[Selected excerpt]
+ + +
When you are lonely you crave for company. When you fail to have the company you want, you suffer. When the company becomes unruly, you carve for solitude. When you fail to have the solitude you want, you suffer. Had you not carved for the company or the solitude, there would be no suffering.

When the Buddha taught that the phenomenal world is illusory, he did so from direct experience. In his deep meditation when he attained a very high level of consciousness that transcended time and space, he experienced the illusory nature of the world we live in. This teaching is universal. Any being who attains a very high level of consciousness will experience the same illusory nature of the world. This teaching is based on direct experience and not on reasoning or intellectualization.

In contrast, when Plato taught that the perfect form was a circle, he did so from reasoning or intellectualization. He might have some personal experiences where he found the circle the perfect shape, but this was not universal. At other times and other people might find other shapes more favorable than the circle for various particular purposes. A farmer planting crops or a builder building houses might find the square or rectangle more suitable.

The Buddha's teaching on carving as the cause of suffering is confirmed by ordinary people in their ordinary lives. When people carve for something but fail to get it, they suffer. Suppose the train that goes from your town to another town is delayed. If you have nothing to do with the train, the delay does not matter to you. But if you need to take the train to arrive for an important appointment on time, the delay causes you suffering because it fails to satisfy your desire to be on time for your appointment.

At a higher level, if you have sympathy for those who suffer as a result of the delay, you also suffer because it fails to satisfy your desire for other people to be happy. Please note this does not mean that you should not be sympathetic or to be sympathetic would lead to suffering. These are different issues. The issue here is that failure to satisfy craving — for selfish or unselfish desires — leads to suffering.

Question 2

What really is this phenomenal world? I mean if I see an apple that apple is a material thing, right? So how can that be an illusion? I wonder because I believe that all in the universe are some kind of material, and I believe, that even my spirit is material. In fact the most refined material that exists can be a Buddha or God!


This phenomenal world we live in — just as all other phenomenal worlds, including heavens and hells — is a creation of mind. Interestingly, the latest and most hard-core of science is saying the same thing, except that quantum physics refers to the infinitesimally small dimension, whereas the Buddha's teaching applies to all dimensions.

Let us take a simple thought experiment. We know from science that everything in this world is made up of atoms, and that atoms are made up of sub-atomic particles. Now quantum physics has definitively concluded that a sub-atomic particle is actually not a particle; it is a concentration of energy with no boundary. In other words, a sub-atomic particle can be here and everywhere. It becomes a particle when we (or the scientists studying it) conceptualize it as a particle. It becomes energy when we conceptualize it as energy.
+ + +
[Collected data]

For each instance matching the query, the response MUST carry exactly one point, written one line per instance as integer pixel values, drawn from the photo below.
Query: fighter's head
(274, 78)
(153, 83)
+ + +
[Required actions]
1. Answer these from the passage on the Buddha's teaching, one line each:
(a) Which shapes might a farmer planting crops or a builder building houses find more suitable than the circle?
(b) In the train example, what desire does the delay fail to satisfy for someone who needs to arrive on time for an important appointment?
(c) What has quantum physics concluded a sub-atomic particle actually is?
2. Reproduce the passage on the Buddha's teaching word for word, from "When you are" up to and including "be no suffering.".

[Responses in order]
1.
(a) The square or rectangle.
(b) The desire to be on time for the appointment.
(c) A concentration of energy with no boundary.

2.
When you are lonely you crave for company. When you fail to have the company you want, you suffer. When the company becomes unruly, you carve for solitude. When you fail to have the solitude you want, you suffer. Had you not carved for the company or the solitude, there would be no suffering.